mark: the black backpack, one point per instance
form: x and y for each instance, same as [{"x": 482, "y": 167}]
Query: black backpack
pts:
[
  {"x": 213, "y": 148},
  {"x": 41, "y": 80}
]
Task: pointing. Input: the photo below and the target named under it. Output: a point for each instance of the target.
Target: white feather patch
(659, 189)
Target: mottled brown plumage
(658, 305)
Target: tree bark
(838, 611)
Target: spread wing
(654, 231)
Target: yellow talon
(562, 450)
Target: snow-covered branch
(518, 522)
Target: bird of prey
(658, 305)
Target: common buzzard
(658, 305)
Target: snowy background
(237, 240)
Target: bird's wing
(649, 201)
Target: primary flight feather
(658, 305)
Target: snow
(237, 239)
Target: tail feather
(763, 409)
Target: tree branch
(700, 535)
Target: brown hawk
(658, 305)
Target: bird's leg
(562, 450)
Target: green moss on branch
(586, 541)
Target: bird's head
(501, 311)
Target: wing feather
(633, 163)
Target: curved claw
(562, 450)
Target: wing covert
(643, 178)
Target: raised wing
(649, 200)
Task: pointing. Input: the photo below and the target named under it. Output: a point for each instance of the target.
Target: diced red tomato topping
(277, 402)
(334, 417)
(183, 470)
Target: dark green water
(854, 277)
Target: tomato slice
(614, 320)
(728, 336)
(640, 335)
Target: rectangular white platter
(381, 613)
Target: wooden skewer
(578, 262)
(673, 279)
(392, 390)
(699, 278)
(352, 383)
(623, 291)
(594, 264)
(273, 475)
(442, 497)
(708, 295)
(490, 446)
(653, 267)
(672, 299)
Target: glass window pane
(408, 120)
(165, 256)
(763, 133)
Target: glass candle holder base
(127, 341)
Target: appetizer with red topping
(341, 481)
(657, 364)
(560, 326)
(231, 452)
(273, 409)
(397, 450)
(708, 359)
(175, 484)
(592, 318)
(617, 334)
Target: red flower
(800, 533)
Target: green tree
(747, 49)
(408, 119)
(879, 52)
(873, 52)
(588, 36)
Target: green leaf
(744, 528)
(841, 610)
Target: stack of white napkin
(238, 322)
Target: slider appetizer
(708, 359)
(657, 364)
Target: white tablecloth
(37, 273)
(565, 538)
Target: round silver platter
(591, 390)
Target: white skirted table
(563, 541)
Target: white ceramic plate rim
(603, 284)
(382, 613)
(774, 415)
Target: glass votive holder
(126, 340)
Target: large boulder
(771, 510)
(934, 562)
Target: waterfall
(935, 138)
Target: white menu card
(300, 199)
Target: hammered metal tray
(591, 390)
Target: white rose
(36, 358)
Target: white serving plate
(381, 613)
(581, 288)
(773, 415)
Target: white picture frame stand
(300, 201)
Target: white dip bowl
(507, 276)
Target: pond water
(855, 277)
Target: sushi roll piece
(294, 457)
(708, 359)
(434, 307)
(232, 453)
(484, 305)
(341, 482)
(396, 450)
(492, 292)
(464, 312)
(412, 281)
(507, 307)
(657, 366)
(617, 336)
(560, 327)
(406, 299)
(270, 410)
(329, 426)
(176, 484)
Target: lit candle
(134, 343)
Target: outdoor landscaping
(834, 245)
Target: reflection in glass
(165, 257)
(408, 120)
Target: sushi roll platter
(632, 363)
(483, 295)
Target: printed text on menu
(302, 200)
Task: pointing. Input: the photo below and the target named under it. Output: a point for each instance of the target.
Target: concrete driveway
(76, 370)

##########

Once more and in full, please write out the listing above exactly.

mark: the black backpack, one point per instance
form: x and y for each instance, same as [{"x": 482, "y": 167}]
Query: black backpack
pts:
[
  {"x": 213, "y": 148},
  {"x": 41, "y": 80}
]
Task: pointing. Input: the photo below and the target named under it. Output: a point for each instance of the target.
Target: white feather patch
(659, 189)
Target: mottled brown plumage
(658, 305)
Target: tree bark
(838, 611)
Target: spread wing
(654, 231)
Target: yellow talon
(562, 450)
Target: snow-covered branch
(518, 522)
Target: bird of prey
(658, 305)
Target: common buzzard
(658, 305)
Target: snowy background
(237, 240)
Target: bird's wing
(649, 201)
Target: primary flight feather
(658, 305)
Target: snow
(237, 239)
Target: tail feather
(763, 409)
Target: tree branch
(700, 535)
Target: brown hawk
(658, 305)
Target: bird's leg
(562, 450)
Target: green moss on branch
(586, 541)
Target: bird's head
(501, 311)
Target: wing feather
(633, 163)
Target: curved claw
(562, 450)
Target: wing covert
(643, 178)
Target: raised wing
(649, 200)
Task: pointing. Input: the photo below and the target named under it. Output: a point for each instance of the target.
Target: diced red tomato topping
(277, 402)
(334, 417)
(183, 470)
Target: dark green water
(854, 277)
Target: tomato slice
(614, 320)
(728, 336)
(640, 335)
Target: rectangular white platter
(381, 613)
Target: wooden skewer
(578, 262)
(673, 279)
(392, 390)
(699, 278)
(352, 383)
(623, 291)
(594, 264)
(273, 475)
(442, 497)
(708, 295)
(490, 446)
(653, 267)
(672, 299)
Target: glass window pane
(408, 120)
(165, 256)
(763, 133)
Target: glass candle holder base
(127, 341)
Target: appetizer with red topping
(341, 481)
(657, 364)
(560, 326)
(231, 452)
(273, 409)
(397, 450)
(708, 359)
(175, 484)
(592, 318)
(617, 334)
Target: red flower
(800, 533)
Target: green tree
(747, 49)
(408, 119)
(879, 52)
(873, 52)
(588, 36)
Target: green leaf
(744, 528)
(841, 610)
Target: stack of white napkin
(238, 322)
Target: slider appetizer
(708, 359)
(657, 364)
Target: white tablecloth
(37, 273)
(565, 538)
Target: round silver platter
(591, 390)
Target: white skirted table
(563, 541)
Target: white ceramic plate rim
(603, 284)
(382, 613)
(774, 415)
Target: glass votive holder
(126, 340)
Target: large boulder
(771, 510)
(934, 562)
Target: waterfall
(935, 138)
Target: white menu card
(300, 199)
Target: hammered metal tray
(591, 390)
Target: white rose
(36, 358)
Target: white serving plate
(381, 613)
(581, 288)
(773, 415)
Target: white picture frame stand
(300, 201)
Target: white dip bowl
(507, 276)
Target: pond water
(855, 277)
Target: sushi roll piece
(294, 457)
(708, 359)
(434, 307)
(232, 453)
(484, 305)
(341, 482)
(396, 450)
(492, 292)
(464, 312)
(412, 281)
(507, 307)
(657, 366)
(617, 336)
(560, 327)
(406, 299)
(270, 410)
(329, 426)
(176, 484)
Target: lit candle
(134, 343)
Target: outdoor landscaping
(834, 245)
Target: reflection in glass
(165, 257)
(408, 120)
Target: sushi roll platter
(632, 363)
(483, 295)
Target: printed text on menu
(302, 200)
Task: pointing. Input: the photo below and the target named under it. Output: a point for each instance of the target.
Target: concrete driveway
(76, 370)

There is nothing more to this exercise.